(Beginning of Data for review)

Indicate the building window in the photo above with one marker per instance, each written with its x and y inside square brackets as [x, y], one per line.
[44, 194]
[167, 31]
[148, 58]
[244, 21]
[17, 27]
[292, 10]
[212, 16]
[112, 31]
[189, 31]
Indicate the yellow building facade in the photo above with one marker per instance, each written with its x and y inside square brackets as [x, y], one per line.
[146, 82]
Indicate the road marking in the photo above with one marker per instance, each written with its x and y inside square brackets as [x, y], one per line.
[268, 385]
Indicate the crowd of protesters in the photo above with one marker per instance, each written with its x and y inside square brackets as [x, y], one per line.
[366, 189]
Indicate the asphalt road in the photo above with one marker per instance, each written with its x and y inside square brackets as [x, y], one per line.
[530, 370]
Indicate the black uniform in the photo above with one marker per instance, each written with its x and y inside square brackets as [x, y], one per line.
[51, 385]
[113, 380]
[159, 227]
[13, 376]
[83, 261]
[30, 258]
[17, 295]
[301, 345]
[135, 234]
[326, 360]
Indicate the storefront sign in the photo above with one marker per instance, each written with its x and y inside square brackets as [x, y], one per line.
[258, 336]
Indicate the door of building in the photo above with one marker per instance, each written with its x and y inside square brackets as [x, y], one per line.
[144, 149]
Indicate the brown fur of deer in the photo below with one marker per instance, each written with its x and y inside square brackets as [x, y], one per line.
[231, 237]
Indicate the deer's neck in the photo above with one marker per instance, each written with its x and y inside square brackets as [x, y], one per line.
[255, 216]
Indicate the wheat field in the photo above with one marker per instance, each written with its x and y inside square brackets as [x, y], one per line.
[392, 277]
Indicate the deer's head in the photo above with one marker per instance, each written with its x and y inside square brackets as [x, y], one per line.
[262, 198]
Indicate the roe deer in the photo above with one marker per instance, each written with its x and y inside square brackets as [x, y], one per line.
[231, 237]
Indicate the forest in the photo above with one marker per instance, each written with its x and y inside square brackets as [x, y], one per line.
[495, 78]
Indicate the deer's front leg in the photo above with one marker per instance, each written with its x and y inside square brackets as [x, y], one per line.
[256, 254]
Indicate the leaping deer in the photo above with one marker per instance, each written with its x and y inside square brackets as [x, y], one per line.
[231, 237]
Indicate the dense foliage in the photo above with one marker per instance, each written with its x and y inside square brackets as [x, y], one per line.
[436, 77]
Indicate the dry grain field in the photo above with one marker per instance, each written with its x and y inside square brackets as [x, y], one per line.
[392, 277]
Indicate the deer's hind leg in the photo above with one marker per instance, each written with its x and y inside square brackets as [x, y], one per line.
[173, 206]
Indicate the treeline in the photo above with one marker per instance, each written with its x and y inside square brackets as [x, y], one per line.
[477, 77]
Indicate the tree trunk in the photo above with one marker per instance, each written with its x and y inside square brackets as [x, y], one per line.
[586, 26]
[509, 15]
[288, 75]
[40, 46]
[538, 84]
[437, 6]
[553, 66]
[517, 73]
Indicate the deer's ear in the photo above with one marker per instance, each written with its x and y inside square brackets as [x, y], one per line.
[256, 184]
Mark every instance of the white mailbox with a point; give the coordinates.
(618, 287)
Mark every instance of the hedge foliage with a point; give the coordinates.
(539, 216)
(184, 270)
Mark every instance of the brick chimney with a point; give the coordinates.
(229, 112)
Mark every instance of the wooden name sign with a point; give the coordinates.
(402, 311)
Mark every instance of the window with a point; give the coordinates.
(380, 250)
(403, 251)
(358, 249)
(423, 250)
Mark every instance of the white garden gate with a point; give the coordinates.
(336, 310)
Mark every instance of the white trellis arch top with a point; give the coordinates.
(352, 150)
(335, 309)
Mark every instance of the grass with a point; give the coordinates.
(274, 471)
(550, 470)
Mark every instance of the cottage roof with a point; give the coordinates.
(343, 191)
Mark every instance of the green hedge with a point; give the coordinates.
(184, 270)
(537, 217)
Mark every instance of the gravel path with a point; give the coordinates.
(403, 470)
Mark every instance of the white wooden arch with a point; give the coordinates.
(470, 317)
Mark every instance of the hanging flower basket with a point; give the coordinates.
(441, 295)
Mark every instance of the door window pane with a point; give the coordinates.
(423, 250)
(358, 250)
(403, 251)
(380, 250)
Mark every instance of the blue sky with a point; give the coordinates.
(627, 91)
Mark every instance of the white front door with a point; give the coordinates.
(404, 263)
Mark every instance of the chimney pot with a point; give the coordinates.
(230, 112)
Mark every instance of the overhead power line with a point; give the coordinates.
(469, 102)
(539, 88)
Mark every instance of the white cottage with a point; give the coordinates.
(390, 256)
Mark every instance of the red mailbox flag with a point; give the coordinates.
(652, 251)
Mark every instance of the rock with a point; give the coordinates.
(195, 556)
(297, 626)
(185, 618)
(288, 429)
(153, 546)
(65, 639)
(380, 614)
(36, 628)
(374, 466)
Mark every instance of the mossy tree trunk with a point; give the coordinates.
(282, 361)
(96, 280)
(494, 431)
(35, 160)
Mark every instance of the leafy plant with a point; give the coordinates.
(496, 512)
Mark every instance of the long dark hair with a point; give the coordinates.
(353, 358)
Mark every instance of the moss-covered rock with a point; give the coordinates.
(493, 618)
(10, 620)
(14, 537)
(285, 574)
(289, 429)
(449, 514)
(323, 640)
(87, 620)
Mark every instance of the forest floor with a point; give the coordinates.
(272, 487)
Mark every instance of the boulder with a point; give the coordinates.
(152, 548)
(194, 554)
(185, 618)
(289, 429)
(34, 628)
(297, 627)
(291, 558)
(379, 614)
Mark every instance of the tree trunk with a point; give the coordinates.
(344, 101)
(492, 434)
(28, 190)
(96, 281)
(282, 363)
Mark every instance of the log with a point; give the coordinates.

(End of Data for review)

Task goal: The job here is to write out all the entries again exactly.

Exercise answer:
Indicate the building window in the photo above with one marker per instance, each written with its x and y inside square brackets as [x, y], one per line.
[44, 194]
[167, 31]
[148, 58]
[244, 21]
[17, 27]
[292, 10]
[212, 16]
[112, 31]
[189, 31]
Indicate the yellow building facade in the photo above with one marker per instance, each written with its x and y inside square brackets as [x, y], one per line.
[146, 82]
Indicate the road marking in the photo above with one marker per instance, each written with its x and y inside square brackets as [x, y], one per line.
[268, 385]
Indicate the crowd of protesters in the photo above with one marker per instance, each written with its x and y inside square brackets as [x, y], one per line.
[366, 189]
Indicate the asphalt road in the photo above with one marker per instance, each written with its x and y inside square brackets as [x, y], one per line.
[530, 370]
Indicate the black uniform in the photo above with one marker per instance, each written with its x and y inside square brackets as [x, y], one per line.
[51, 385]
[113, 380]
[159, 227]
[13, 376]
[83, 261]
[30, 258]
[17, 295]
[301, 345]
[135, 234]
[326, 360]
Indicate the storefront sign in the photo above with one marker per instance, each written with its x and y inside square brackets as [x, y], one per line.
[258, 336]
Indicate the door of building in the photo above with one marker per instance, each written with its x and y inside square brackets as [x, y], one per line.
[144, 149]
Indicate the brown fur of deer in the photo below with one marker per instance, each written with its x and y inside square brackets as [x, y], one per line.
[231, 237]
Indicate the deer's neck in the photo above with one marker per instance, each written with its x and y inside square brackets as [x, y], one per line.
[255, 216]
Indicate the wheat field in the photo above with one marker per instance, each written with its x and y inside square brackets as [x, y], one per line.
[392, 277]
Indicate the deer's head in the photo above with one marker per instance, each written with its x and y inside square brackets as [x, y], one per line.
[262, 198]
Indicate the roe deer in the photo above with one marker per instance, each written with its x and y inside square brackets as [x, y], one per line.
[231, 237]
Indicate the forest in the photo above with one marker per instance, each written with its x and y inside square brackets as [x, y], one per line.
[495, 78]
Indicate the deer's front leg in the photo above with one marker per instance, each written with its x and y inside square brackets as [x, y], one per line.
[256, 254]
Indicate the leaping deer in the photo above with one marker per instance, each written with its x and y inside square brackets as [x, y], one per line.
[231, 237]
Indicate the dense foliage in the photo above with one marker per instance, each written with its x and y inside square brackets as [x, y], one per line.
[436, 77]
Indicate the dry grain field in the photo above with one marker per instance, each written with its x and y inside square brackets as [x, y], one per line.
[392, 277]
Indicate the deer's hind leg in the photo above with one marker per instance, each written with its x and y inside square brackets as [x, y], one per line.
[173, 206]
Indicate the treeline in the photo above with one marker per instance, each written with its x and y inside square brackets as [x, y], one per line.
[477, 77]
Indicate the tree trunk in the photo above with one marker per instance, each written with its x and y inside square brackets as [x, y], one per line.
[586, 26]
[509, 15]
[288, 75]
[40, 46]
[538, 84]
[437, 6]
[553, 66]
[517, 73]
Indicate the deer's ear in the photo above with one marker per instance, each written with its x and y inside square brackets as [x, y], one per line.
[256, 184]
Mark every instance of the white mailbox with a point; give the coordinates.
(618, 287)
Mark every instance of the hedge foliage with a point; give the coordinates.
(539, 216)
(184, 270)
Mark every instance of the brick chimney with a point; give the coordinates.
(229, 112)
Mark every instance of the wooden name sign with a point; give the coordinates.
(402, 311)
Mark every instance of the window with a point; give the coordinates.
(380, 250)
(403, 251)
(358, 249)
(423, 250)
Mark every instance of the white garden gate with a point; give the coordinates.
(336, 310)
Mark every instance of the white trellis arch top with a point; give the coordinates.
(352, 150)
(335, 309)
Mark every instance of the grass with a point; give the coordinates.
(274, 471)
(550, 470)
Mark every instance of the cottage roof with a point; give the coordinates.
(343, 191)
Mark every instance of the green hedge with a point; give the coordinates.
(184, 270)
(537, 217)
Mark every instance of the gravel path with a point; give the coordinates.
(403, 470)
Mark every instance of the white wooden arch with a point; give the coordinates.
(470, 317)
Mark every instance of the hanging flower basket with a point; give the coordinates.
(441, 295)
Mark every instance of the door window pane with a point; give the coordinates.
(423, 250)
(358, 250)
(403, 251)
(380, 250)
Mark every instance of the blue sky with a point; give the coordinates.
(627, 91)
Mark every instance of the white front door with a point; give the coordinates.
(404, 263)
Mark every instance of the chimney pot with a point; give the coordinates.
(230, 112)
Mark every instance of the overhead power line with a point; give the coordinates.
(469, 102)
(539, 88)
Mark every instance of the white cottage with a point; give the coordinates.
(390, 256)
Mark every instance of the red mailbox flag with a point; give the coordinates.
(652, 251)
Mark every instance of the rock with a point; give the coordinates.
(195, 556)
(297, 626)
(185, 618)
(288, 429)
(153, 546)
(65, 639)
(380, 614)
(36, 628)
(374, 466)
Mark every instance of the mossy tree trunk with a point; give the coordinates.
(282, 361)
(96, 280)
(494, 431)
(35, 160)
Mark every instance of the leafy plant with a point; give the coordinates.
(496, 512)
Mark every instance of the long dark hair with a point; give the coordinates.
(353, 358)
Mark every instance of the moss-covered rock with a point; give the coordinates.
(493, 618)
(10, 620)
(14, 537)
(285, 574)
(289, 429)
(449, 514)
(323, 640)
(87, 620)
Mark every instance of the forest floor with a point; give the coordinates.
(272, 487)
Mark every instance of the boulder with a point; give the coordinates.
(152, 548)
(194, 554)
(185, 618)
(289, 429)
(34, 628)
(297, 627)
(291, 558)
(379, 614)
Mark every instance of the tree trunk with a point; give the coordinates.
(344, 101)
(492, 434)
(28, 190)
(96, 281)
(282, 363)
Mark every instance of the log with a point; give the coordinates.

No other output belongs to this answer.